Reproduce the records below word for word, from the line containing "Exercise. Spot the leafy" through the end of the records, including both the first and last lines.

■ Data for the task:

▼▼▼

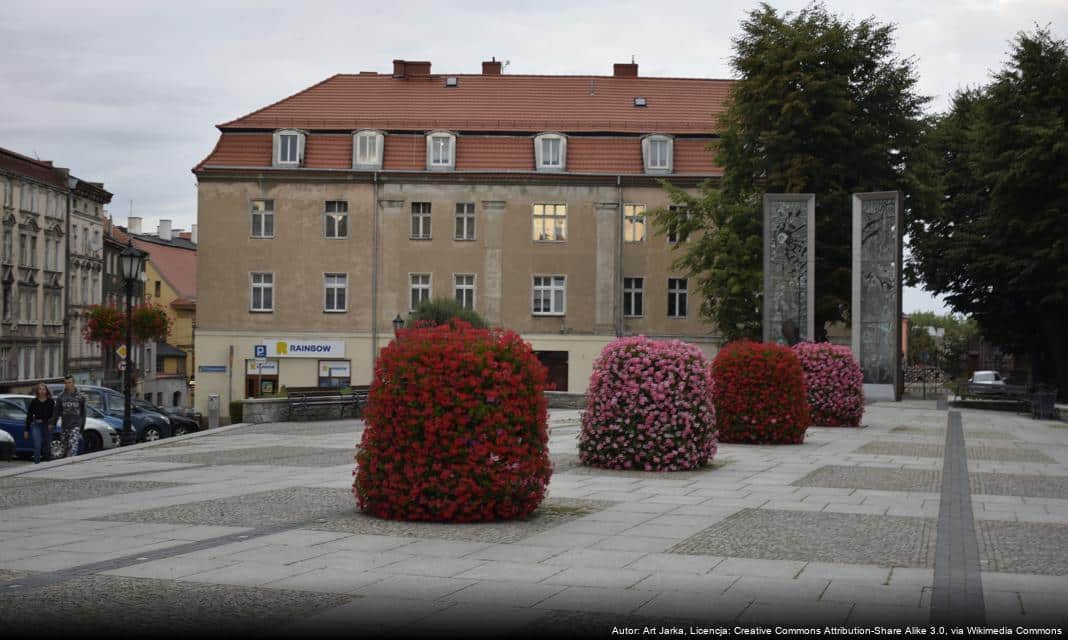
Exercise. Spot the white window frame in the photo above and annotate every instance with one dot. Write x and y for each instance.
(425, 227)
(635, 292)
(263, 286)
(551, 284)
(334, 282)
(539, 220)
(420, 286)
(464, 219)
(543, 160)
(374, 138)
(461, 292)
(652, 166)
(301, 138)
(678, 294)
(434, 160)
(634, 220)
(267, 212)
(336, 215)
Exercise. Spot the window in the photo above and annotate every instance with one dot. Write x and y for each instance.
(440, 151)
(420, 290)
(263, 292)
(657, 152)
(335, 219)
(367, 150)
(633, 222)
(263, 218)
(550, 222)
(465, 290)
(676, 297)
(421, 220)
(633, 297)
(465, 220)
(288, 147)
(549, 295)
(550, 151)
(336, 286)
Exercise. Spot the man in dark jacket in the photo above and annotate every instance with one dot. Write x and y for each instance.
(71, 407)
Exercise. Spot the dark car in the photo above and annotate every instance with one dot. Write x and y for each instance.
(148, 425)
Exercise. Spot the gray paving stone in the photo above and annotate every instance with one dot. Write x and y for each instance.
(885, 541)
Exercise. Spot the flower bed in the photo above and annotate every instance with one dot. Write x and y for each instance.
(648, 407)
(759, 394)
(834, 384)
(456, 427)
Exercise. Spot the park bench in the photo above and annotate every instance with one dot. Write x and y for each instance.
(303, 400)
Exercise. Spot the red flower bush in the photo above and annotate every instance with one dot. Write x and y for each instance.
(456, 427)
(648, 407)
(834, 384)
(759, 394)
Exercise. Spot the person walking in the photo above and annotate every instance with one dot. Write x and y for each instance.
(38, 420)
(71, 407)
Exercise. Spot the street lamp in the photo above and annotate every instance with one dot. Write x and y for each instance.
(132, 262)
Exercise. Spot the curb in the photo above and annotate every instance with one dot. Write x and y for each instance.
(24, 469)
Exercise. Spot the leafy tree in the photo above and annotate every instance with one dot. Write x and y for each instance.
(996, 247)
(822, 106)
(442, 311)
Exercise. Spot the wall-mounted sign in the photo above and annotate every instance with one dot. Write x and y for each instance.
(268, 368)
(284, 347)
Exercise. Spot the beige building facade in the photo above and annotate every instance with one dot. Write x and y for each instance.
(546, 234)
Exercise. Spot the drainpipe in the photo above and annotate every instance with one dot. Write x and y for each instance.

▲▲▲

■ Response to the task:
Exercise. Spot the leafy tree in the photo above and annotate every instance with one dot. Write x and y for each instance.
(996, 247)
(822, 106)
(442, 311)
Exercise. Spot the wall-mounted sign in the photo above and annotate every instance with one dot. Write x and y for each instance.
(268, 368)
(284, 347)
Exercise. Spot the beige building facade in the photo above and annotate every instance with one dot. Write x and y for each instance.
(546, 234)
Exercise. Spot the drainpipe in the photo above and annotate every instance with one dot. Write x and y for each instance.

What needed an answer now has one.